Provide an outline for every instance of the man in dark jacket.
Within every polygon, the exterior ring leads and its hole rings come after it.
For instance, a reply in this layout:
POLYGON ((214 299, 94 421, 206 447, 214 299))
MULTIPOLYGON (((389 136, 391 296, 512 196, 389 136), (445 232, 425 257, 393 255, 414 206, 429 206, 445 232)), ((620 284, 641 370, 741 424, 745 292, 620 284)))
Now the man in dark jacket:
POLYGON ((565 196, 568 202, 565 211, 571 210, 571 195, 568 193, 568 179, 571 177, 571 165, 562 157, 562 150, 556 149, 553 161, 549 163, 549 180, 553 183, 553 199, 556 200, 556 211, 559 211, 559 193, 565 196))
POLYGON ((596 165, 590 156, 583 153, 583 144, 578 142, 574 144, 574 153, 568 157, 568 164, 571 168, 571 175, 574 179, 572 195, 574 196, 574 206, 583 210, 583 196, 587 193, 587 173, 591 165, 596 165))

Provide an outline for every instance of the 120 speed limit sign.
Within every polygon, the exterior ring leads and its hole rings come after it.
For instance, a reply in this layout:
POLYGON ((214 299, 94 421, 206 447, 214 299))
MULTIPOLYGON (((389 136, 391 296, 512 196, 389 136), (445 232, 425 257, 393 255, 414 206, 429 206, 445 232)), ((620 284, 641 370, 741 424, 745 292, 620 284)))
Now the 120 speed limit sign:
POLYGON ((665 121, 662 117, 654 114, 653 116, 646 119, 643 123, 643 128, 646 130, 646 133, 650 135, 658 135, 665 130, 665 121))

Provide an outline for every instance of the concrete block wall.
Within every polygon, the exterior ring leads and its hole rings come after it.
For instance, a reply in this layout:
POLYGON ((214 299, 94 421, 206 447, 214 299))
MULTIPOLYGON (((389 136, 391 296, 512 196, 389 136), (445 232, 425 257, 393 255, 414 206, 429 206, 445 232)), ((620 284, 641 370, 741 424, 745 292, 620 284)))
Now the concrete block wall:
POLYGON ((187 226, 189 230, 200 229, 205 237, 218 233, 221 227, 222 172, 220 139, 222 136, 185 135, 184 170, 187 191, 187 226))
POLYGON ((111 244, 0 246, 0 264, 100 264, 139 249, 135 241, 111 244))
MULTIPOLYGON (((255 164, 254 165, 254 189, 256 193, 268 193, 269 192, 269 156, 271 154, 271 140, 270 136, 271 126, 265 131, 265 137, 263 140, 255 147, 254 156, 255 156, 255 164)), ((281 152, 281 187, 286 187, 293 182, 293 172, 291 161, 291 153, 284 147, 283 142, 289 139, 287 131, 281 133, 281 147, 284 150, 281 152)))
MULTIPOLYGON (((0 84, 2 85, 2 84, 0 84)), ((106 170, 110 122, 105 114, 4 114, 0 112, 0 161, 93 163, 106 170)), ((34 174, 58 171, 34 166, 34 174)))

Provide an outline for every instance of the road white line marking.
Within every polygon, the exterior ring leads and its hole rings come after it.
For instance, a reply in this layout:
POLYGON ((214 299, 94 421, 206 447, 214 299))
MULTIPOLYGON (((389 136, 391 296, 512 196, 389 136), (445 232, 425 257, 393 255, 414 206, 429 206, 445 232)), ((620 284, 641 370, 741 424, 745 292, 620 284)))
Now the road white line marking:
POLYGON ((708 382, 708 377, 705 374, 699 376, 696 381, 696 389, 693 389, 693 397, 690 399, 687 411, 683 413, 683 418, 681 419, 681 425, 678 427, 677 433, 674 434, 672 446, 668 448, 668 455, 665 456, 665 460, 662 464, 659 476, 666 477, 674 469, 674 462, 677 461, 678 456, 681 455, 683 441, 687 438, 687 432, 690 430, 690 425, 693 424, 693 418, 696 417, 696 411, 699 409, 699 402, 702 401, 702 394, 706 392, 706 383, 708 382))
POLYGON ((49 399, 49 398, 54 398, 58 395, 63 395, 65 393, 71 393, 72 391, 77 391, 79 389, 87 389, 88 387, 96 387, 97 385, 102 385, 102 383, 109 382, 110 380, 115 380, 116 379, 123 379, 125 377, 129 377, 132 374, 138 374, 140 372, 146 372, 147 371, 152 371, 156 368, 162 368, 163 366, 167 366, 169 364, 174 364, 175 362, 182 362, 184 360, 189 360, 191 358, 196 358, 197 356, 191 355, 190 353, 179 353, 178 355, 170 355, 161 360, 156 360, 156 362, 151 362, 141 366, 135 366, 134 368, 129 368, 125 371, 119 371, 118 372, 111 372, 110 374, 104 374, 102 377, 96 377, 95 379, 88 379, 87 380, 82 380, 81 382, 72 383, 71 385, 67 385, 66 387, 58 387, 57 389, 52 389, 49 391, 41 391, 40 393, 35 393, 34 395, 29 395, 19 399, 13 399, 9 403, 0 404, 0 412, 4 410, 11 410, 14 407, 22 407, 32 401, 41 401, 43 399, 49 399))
◆ ◆ ◆ ◆
* _Written exercise_: Return every line of the rows above without changes, starting at the very first line and ending with the line containing "POLYGON ((665 121, 662", both ends included.

* _Written answer_:
Provide an outline for every instance of the man in dark jacket.
Within every polygon, the exterior ring leads and its hole rings come after it.
For instance, a reply in this layout:
POLYGON ((214 299, 94 421, 206 447, 214 299))
MULTIPOLYGON (((389 136, 391 296, 512 196, 389 136), (445 232, 425 257, 393 255, 414 206, 429 206, 445 232)), ((620 284, 641 370, 741 424, 745 292, 620 284)))
Now the man in dark jacket:
POLYGON ((565 196, 568 202, 565 211, 571 210, 571 195, 568 193, 568 179, 571 177, 571 165, 562 157, 562 150, 556 149, 553 161, 549 163, 549 180, 553 183, 553 199, 556 200, 556 211, 559 211, 559 193, 565 196))
POLYGON ((596 165, 590 156, 583 153, 583 144, 578 142, 574 144, 574 153, 568 157, 568 164, 571 168, 571 175, 574 179, 572 195, 574 196, 574 206, 583 210, 583 196, 587 193, 587 173, 591 165, 596 165))

Provide an outline for every instance of the 120 speed limit sign.
Within every polygon, the exterior ring leads and its hole rings come after it.
For instance, a reply in this layout:
POLYGON ((214 299, 94 421, 206 447, 214 299))
MULTIPOLYGON (((389 136, 391 296, 512 196, 389 136), (445 232, 425 257, 393 255, 414 206, 429 206, 445 232)), ((620 284, 641 370, 741 424, 745 292, 620 284)))
Now the 120 speed limit sign:
POLYGON ((665 121, 662 117, 654 114, 653 116, 646 119, 643 123, 643 128, 646 130, 646 133, 650 135, 658 135, 665 130, 665 121))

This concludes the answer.